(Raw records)

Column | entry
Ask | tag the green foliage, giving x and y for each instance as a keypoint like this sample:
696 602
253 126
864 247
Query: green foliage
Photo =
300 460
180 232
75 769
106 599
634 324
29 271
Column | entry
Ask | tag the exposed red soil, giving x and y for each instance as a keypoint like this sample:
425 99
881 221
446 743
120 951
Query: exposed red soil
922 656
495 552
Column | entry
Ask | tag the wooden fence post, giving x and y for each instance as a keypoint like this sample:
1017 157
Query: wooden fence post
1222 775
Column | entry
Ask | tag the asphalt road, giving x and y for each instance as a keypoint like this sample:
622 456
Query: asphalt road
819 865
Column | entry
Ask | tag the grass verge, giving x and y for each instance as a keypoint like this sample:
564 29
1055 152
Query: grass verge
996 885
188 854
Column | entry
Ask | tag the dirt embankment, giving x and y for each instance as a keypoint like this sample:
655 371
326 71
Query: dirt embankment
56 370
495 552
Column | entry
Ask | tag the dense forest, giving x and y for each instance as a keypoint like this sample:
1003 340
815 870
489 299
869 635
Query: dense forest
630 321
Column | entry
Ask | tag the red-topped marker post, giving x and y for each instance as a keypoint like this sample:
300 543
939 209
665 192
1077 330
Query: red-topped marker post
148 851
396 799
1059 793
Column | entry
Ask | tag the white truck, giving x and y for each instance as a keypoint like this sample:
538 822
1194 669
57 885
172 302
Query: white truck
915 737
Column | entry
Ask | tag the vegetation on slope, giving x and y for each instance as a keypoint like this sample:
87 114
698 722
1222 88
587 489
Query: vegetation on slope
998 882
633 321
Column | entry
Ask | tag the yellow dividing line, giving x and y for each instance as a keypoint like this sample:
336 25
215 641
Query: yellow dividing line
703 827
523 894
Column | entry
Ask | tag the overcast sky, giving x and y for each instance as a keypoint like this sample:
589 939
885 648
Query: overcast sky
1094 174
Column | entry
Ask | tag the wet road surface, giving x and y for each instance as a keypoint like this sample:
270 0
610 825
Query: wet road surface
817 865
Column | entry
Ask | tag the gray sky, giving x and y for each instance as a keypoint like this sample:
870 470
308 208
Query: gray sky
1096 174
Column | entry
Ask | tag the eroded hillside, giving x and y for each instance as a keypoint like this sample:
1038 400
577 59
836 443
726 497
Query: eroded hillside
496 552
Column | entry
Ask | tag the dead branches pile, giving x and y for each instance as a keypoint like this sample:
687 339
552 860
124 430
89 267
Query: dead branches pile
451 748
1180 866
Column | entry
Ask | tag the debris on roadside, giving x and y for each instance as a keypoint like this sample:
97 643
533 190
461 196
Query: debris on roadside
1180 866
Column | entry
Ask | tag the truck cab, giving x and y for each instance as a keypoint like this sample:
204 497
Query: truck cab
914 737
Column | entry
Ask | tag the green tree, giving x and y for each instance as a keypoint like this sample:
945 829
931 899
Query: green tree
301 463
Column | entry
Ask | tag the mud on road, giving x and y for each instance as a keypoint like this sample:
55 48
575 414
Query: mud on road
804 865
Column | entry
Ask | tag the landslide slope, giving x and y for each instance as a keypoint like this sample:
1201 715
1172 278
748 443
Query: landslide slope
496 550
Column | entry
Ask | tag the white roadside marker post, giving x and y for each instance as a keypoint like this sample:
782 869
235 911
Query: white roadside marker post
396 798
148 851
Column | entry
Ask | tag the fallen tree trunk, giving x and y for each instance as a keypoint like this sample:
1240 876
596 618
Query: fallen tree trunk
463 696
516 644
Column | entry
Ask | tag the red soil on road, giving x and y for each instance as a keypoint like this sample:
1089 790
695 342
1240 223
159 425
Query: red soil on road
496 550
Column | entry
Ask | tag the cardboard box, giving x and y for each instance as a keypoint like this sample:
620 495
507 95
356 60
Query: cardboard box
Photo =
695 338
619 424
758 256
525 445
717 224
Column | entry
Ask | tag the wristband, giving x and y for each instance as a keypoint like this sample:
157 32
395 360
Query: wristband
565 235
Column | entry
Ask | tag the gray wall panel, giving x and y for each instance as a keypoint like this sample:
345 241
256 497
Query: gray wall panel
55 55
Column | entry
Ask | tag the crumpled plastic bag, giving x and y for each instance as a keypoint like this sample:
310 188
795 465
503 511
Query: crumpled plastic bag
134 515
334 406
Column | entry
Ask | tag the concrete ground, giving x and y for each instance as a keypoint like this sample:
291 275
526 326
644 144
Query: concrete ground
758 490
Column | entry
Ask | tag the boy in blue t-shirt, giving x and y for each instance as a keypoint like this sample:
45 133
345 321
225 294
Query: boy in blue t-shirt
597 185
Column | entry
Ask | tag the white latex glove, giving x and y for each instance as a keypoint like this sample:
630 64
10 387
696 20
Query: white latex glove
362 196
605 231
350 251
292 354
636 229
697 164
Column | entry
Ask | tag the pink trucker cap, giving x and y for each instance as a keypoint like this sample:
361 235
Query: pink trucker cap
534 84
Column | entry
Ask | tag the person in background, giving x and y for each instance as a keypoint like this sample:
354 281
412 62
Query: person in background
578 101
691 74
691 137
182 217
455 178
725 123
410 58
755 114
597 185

## AIM OF THE TASK
The entries above should be repeated exactly, every one of them.

## SOLUTION FOR THIS PROBLEM
Column | entry
Ask | tag the green foliage, giving x and y for each instance as a keypoint like this sample:
696 602
253 126
864 247
Query: green foliage
Photo =
300 460
180 232
75 769
106 599
634 324
29 271
Column | entry
Ask | tag the exposed red soil, giving x and y for each instance as a keypoint like this sample:
425 99
881 221
446 743
120 951
Query: exposed red soil
922 656
495 552
Column | entry
Ask | tag the wooden fence post, giving x and y for each instance as a keypoint like this sample:
1017 157
Query: wooden fence post
1222 775
Column | entry
Ask | tag the asphalt road, giving x and y for each instance as a keypoint like this sample:
622 456
Query: asphalt road
819 865
Column | entry
Ask | tag the grass verge, giving x and y for each instance as a keypoint like this sample:
564 29
1055 152
Query: grass verge
996 885
188 854
Column | entry
Ask | tag the dirt embankment, giving x and y for each instance as a keypoint like this sample:
655 371
326 71
Query: dirt embankment
56 370
495 552
Column | entry
Ask | tag the dense forest, giving x and y for each instance as a keypoint like this sample:
1003 340
815 870
489 299
869 635
Query: dense forest
630 321
Column | entry
Ask | tag the red-topped marker post, giving x and y for each instance as a keypoint like this sample:
300 543
939 209
665 192
1077 330
Query: red-topped marker post
148 851
396 799
1059 793
Column | entry
Ask | tag the white truck, giving x and y for each instance as a keypoint like this sample:
538 822
1194 669
57 885
172 302
Query: white truck
915 737
Column | entry
Ask | tag the vegetation on slope, giving x and y for each instance as a keypoint like this sample:
87 114
698 722
1222 88
587 489
Query: vegetation on slope
998 882
633 321
Column | entry
Ask | tag the yellow dividing line, giving x and y for each instance as a keypoint like this sample:
336 25
215 641
Query: yellow dividing line
703 827
523 894
Column | entry
Ask | tag the overcast sky, giving x and y for each instance as a keypoint like this sample:
589 939
885 648
Query: overcast sky
1094 174
Column | entry
Ask | tag the wet road surface, giving x and y for each instance as a keypoint like this sample:
270 0
610 825
Query: wet road surface
817 865
Column | entry
Ask | tag the gray sky, giving x and y for each instance as a keypoint like this sample:
870 470
308 208
Query: gray sky
1096 174
Column | entry
Ask | tag the eroded hillside, giving x and y for each instance as a keypoint like this sample:
1038 400
577 59
836 443
726 497
Query: eroded hillside
496 552
Column | entry
Ask | tag the dead branches pile, giving x and y for each instance as a keypoint like this sample:
687 339
552 860
124 430
89 267
Query: dead branches pile
451 748
1180 866
Column | entry
Ask | tag the debris on roadside, giving x and y for each instance as a keypoint like this sample:
97 643
533 190
461 196
Query: debris on roadside
1180 866
Column | entry
Ask | tag the truck cab, giving x and y for each instance as a keypoint like this sample:
204 497
Query: truck cab
914 737
Column | entry
Ask | tag the green tree, giving x and y for each instance as a keypoint like this sample:
945 829
931 899
Query: green tree
301 463
Column | entry
Ask | tag the mud on road, giving x and y for each instance as a keypoint like this sample:
55 48
575 414
Query: mud on road
804 865
Column | entry
Ask | tag the landslide slope, giving x and y for each instance as a keypoint like this sample:
1201 715
1172 278
748 443
Query: landslide slope
496 550
Column | entry
Ask | tag the white roadside marker post, giving x and y for each instance as a keypoint like this sample:
782 869
235 911
Query: white roadside marker post
396 798
148 851
Column | entry
Ask | tag the fallen tree trunk, giving x and y for each instance as a keypoint like this sample:
1240 876
596 618
Query: fallen tree trunk
463 696
516 644
Column | entry
Ask | tag the red soil on road, giving x and y for each instance as a keypoint like this sample:
1089 790
695 342
1240 223
159 425
Query: red soil on road
496 550
Column | entry
Ask | tag the cardboard box, giving x and y for each instance as a keypoint like this sample:
620 495
507 95
356 60
Query: cardboard box
Photo =
695 338
619 424
758 256
525 445
717 224
Column | entry
Ask | tag the wristband, giving x and y for each instance as a keypoint like this sample:
157 32
395 360
Query: wristband
565 235
Column | entry
Ask | tag the gray wall panel, giving x and y for each instance as a keypoint like this sample:
345 241
256 497
Query: gray wall panel
55 55
Column | entry
Ask | tag the crumpled plastic bag, giving x and y for each instance as a keypoint like this sample:
310 188
795 465
503 511
Query: crumpled plastic bag
134 515
334 406
Column | entry
Ask | tag the concrete ground, giving x and y for each instance as a keypoint like this sample:
291 275
526 326
644 144
Query: concrete ground
758 490
Column | entry
Ask | tag the boy in blue t-shirt, giving x and y for each instance as a keypoint like this sample:
45 133
345 321
225 294
Query: boy in blue t-shirt
597 185
Column | entry
Ask | tag the white latex glove, giving x and y for each instance as a keypoint like this sample:
630 64
10 387
696 20
Query: white latex glove
362 196
605 231
350 251
292 354
636 229
697 164
Column | entry
Ask | tag the pink trucker cap, giving x and y for each instance as a keypoint like this sample:
361 235
Query: pink trucker cap
534 84
Column | entry
Ask | tag the person in background, giving x and y for each instance as a keypoint like this sample:
354 281
412 62
Query: person in background
578 101
691 74
691 137
182 217
455 178
725 123
410 58
755 114
597 185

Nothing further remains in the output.